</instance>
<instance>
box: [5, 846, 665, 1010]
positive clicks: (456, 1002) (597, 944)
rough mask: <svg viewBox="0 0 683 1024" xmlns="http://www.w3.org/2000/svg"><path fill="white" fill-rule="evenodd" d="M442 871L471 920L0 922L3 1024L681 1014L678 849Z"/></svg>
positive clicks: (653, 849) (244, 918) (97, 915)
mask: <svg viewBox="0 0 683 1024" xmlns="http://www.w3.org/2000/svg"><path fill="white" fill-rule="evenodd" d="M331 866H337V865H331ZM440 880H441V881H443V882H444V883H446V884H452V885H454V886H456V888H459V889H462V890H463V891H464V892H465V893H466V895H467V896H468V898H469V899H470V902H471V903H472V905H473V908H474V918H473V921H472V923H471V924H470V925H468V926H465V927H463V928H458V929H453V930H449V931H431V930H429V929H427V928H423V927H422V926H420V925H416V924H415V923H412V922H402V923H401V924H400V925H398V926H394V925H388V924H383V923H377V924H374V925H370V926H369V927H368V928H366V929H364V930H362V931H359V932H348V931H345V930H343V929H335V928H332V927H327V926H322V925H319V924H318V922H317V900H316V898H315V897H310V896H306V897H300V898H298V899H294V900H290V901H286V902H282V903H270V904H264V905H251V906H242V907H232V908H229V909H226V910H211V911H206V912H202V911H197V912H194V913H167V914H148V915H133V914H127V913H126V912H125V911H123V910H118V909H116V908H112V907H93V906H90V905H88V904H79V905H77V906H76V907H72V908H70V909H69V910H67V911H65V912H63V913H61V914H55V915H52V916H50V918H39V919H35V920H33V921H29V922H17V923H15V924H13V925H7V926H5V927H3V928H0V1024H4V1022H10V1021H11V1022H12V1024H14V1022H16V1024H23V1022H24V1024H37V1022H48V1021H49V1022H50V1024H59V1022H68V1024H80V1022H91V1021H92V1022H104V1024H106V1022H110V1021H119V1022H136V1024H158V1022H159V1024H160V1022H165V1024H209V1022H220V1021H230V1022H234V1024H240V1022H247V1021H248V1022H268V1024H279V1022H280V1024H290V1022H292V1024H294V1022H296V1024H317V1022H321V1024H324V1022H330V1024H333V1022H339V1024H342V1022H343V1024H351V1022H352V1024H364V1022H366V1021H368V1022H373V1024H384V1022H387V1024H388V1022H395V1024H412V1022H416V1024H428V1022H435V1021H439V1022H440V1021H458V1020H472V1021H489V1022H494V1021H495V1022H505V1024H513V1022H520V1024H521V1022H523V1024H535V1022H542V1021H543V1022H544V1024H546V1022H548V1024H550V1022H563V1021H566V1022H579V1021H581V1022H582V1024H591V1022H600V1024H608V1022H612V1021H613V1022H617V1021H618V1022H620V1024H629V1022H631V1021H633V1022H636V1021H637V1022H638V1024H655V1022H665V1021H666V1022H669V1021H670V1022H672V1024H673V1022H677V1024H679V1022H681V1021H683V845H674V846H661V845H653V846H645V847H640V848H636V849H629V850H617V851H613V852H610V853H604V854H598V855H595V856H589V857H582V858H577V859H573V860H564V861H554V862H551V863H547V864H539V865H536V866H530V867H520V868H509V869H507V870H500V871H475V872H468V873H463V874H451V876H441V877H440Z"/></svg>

==============================

**What you will do:** Look above and return each line of the records exactly, from the very first through the line with "rough mask: <svg", both included.

**Solution to this exercise:**
</instance>
<instance>
box: [5, 846, 665, 1010]
positive clicks: (456, 1002) (597, 944)
rough mask: <svg viewBox="0 0 683 1024" xmlns="http://www.w3.org/2000/svg"><path fill="white" fill-rule="evenodd" d="M442 871L471 920L0 922L3 1024L681 1014L678 849Z"/></svg>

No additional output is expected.